>> BEGIN EXTRACTED ENTRIES

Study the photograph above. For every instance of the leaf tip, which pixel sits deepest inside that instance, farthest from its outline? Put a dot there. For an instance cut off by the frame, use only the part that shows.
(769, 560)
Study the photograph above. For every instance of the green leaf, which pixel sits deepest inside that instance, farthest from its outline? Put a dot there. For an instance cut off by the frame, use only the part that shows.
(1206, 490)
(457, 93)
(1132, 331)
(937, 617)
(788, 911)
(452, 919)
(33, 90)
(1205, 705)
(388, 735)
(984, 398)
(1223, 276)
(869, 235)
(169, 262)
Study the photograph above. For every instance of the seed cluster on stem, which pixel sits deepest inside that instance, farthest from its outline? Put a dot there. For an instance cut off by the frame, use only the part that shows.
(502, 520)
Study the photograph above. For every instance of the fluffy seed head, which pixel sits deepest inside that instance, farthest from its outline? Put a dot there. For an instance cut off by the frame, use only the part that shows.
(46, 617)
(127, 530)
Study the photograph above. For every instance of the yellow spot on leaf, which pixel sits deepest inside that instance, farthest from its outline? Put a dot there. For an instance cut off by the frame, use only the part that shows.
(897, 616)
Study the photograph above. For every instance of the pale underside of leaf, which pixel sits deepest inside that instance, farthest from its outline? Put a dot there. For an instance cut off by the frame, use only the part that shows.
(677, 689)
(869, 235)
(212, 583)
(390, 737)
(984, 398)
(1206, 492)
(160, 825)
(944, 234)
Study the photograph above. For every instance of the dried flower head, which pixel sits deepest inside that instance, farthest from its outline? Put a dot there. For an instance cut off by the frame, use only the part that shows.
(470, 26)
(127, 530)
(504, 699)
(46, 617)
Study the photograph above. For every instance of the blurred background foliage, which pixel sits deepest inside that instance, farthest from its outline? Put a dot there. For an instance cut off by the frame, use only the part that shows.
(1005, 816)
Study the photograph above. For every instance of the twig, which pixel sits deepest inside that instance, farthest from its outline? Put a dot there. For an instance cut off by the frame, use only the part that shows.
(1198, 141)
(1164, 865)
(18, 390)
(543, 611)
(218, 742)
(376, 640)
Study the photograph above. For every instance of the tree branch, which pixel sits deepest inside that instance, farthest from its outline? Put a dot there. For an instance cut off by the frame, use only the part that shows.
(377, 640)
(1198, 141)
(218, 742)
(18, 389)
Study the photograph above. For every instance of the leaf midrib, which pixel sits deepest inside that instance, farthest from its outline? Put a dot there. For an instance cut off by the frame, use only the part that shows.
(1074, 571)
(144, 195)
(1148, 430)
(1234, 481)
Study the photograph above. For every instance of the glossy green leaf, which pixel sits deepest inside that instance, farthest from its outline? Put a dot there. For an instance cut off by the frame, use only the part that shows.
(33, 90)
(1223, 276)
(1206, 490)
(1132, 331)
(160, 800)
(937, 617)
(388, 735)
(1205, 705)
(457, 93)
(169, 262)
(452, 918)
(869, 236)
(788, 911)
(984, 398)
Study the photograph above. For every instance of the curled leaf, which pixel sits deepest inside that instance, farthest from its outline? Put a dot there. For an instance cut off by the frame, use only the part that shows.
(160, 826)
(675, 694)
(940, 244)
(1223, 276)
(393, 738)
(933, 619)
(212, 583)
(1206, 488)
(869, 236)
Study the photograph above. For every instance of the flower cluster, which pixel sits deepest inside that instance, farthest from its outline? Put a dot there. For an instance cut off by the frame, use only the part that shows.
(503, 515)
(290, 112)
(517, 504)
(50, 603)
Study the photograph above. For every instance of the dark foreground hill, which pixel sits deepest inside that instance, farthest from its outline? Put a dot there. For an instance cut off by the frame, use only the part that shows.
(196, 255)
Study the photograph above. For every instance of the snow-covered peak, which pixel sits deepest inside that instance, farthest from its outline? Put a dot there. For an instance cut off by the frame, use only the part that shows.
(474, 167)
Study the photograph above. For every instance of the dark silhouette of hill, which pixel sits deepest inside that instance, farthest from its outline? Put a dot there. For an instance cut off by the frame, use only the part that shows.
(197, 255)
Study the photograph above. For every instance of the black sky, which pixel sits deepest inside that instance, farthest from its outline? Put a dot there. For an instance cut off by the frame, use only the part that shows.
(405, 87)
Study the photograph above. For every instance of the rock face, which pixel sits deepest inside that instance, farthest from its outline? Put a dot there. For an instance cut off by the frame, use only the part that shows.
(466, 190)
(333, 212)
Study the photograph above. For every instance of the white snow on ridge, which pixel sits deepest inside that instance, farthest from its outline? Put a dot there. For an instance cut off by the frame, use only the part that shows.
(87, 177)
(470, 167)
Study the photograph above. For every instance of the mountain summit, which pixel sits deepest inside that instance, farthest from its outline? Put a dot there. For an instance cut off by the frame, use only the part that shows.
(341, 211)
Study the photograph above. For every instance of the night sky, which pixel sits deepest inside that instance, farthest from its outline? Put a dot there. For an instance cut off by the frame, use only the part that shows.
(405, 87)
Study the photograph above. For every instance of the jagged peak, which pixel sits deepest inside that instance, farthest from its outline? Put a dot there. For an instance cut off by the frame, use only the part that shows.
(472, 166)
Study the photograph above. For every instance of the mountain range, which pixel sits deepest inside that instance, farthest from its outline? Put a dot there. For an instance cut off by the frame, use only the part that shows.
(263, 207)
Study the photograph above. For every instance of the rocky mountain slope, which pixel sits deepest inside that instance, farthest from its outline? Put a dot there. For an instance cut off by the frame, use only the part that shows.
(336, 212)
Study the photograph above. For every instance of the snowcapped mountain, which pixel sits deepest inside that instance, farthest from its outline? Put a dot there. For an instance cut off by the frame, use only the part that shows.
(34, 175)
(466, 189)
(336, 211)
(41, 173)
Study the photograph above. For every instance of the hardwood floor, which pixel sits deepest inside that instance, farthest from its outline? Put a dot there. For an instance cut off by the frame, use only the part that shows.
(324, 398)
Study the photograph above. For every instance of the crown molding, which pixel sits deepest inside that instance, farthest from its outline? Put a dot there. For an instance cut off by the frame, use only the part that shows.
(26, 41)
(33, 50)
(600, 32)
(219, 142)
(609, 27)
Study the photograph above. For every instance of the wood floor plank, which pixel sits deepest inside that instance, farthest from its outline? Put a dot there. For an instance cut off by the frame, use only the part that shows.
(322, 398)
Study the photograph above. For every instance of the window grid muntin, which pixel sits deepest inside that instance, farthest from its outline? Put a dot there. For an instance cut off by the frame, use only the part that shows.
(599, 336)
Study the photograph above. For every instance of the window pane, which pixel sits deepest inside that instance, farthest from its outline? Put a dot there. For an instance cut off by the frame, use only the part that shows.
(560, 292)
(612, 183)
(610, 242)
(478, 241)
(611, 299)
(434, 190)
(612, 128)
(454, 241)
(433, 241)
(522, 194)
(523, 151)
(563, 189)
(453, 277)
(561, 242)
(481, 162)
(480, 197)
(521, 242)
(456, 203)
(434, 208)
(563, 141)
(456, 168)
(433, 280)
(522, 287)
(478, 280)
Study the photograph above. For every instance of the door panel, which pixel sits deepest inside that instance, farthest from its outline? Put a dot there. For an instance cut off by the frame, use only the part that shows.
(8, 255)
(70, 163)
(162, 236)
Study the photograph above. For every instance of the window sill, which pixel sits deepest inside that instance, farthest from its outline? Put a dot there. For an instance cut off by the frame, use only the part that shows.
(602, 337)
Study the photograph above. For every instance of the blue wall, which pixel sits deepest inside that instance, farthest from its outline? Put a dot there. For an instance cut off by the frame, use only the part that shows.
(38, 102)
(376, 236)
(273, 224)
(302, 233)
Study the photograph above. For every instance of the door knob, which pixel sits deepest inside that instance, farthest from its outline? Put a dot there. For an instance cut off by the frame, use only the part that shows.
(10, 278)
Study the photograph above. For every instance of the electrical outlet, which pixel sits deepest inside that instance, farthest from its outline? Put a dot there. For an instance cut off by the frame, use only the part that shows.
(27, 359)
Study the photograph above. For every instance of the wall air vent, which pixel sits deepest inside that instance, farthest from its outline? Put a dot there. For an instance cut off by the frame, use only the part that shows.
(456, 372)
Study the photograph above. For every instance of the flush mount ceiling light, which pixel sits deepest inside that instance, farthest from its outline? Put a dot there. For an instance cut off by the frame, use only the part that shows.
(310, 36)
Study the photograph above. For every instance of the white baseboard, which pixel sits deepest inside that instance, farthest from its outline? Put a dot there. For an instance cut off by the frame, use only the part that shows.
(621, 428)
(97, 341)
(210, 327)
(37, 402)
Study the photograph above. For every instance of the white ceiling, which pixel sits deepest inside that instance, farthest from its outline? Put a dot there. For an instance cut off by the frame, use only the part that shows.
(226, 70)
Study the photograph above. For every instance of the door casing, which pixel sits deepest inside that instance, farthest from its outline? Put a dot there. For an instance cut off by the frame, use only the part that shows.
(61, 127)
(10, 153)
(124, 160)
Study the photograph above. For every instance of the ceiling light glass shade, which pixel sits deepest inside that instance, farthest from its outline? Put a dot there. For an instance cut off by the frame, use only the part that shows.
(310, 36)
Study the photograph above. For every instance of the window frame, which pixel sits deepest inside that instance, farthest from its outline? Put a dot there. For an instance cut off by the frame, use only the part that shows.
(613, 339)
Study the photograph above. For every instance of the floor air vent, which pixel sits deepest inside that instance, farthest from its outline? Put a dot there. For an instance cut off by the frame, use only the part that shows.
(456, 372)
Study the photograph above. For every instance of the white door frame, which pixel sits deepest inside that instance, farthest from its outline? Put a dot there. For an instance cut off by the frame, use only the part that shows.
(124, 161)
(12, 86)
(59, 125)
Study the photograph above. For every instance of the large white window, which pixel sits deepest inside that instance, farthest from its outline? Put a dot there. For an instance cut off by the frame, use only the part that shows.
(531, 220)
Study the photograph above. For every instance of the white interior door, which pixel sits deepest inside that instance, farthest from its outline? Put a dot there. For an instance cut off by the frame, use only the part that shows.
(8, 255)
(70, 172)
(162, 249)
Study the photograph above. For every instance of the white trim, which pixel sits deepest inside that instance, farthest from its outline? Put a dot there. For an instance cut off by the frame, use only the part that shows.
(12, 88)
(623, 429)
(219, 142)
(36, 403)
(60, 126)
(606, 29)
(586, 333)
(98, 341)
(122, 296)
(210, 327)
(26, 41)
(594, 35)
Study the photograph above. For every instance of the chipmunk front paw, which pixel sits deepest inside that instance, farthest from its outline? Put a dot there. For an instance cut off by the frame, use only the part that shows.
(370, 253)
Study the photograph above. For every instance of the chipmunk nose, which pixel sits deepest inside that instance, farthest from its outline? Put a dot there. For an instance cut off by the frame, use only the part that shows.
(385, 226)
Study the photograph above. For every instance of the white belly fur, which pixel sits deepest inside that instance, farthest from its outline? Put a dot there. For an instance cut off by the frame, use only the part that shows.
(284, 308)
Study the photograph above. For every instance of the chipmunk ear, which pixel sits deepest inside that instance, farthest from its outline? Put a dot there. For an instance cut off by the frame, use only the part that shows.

>> END EXTRACTED ENTRIES

# TASK PROMPT
Put the lines above, from the one containing "leaf midrib, which" through the one containing "(1234, 481)", into a numbered list, leaving out any blank lines.

# ANSWER TO THIS PROBLEM
1. Study the photograph above. For every instance of the leaf midrib, which pixel sits deepest inside that instance, farthest from its outline? Put a dot there. For an instance cut off by the frame, use only the part that shows.
2. (1074, 571)
3. (144, 195)
4. (1148, 430)
5. (1234, 481)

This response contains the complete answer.